> Passage provided
Handling food safely is the best way to prevent many of the illnesses related to food consumption. Making a sandwich is one thing but when it comes to handling uncooked and raw foods it is of vital importance that certain steps be taken to insure safety.
Perhaps the simplest to remember and easiest to do is to just wash your hands. There are many bad things that can be spread about on your hands. Washing your hands can reduce diarrheal disease-associated deaths by up to 50 percent. Wash your hands with soap for at least 20 seconds to make sure you get all areas. If you touch raw meat or fish, make sure you wash your hands again before touching any other food items.
Cross contamination is a big problem but an easy one to avoid. Cross contamination occurs when raw or unwashed food items come in contact with safe food items. This often happens during barbeques where people have a tendency to reuse plates or utensils. Juices from raw meats can also leak out and contaminate other food in the refrigerator. To prevent contamination, use different plates and containers and utensils for each raw meat item. If you wash any meat in the sink, make sure you clean the entire area thoroughly before using it for something else.

> Your goal
Carry on the passage about safe food handling from the point where it ends. The data that comes next has nothing to do with this text.

> Material provided
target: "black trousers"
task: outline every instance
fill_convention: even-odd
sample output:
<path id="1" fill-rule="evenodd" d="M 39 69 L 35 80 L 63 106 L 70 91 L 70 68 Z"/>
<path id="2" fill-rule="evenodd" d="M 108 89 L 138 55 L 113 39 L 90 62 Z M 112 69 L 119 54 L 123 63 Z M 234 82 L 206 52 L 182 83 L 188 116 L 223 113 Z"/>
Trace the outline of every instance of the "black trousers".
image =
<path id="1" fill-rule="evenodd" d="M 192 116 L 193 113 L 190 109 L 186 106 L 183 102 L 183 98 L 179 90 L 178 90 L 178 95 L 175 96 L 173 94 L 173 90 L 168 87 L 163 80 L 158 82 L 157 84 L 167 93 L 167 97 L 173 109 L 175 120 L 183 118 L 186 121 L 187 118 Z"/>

> Response to this exercise
Make sure you cook meat thoroughly to get rid of any bacteria. Use a meat thermometer to insure the food is safe. For most meats the internal temperature at the thickest part should be 145 degrees, 160 degrees for ground meat.
When you’re done, store properly. Remember that bacteria multiply rapidly on food between the temperatures of 40 and 140 degrees. Milk is vulnerable so don’t leave it out too long. Make sure your refrigerator is maintained at a temperature of less than 40 degrees to prevent bacteria spreading. Be safe with the food you eat.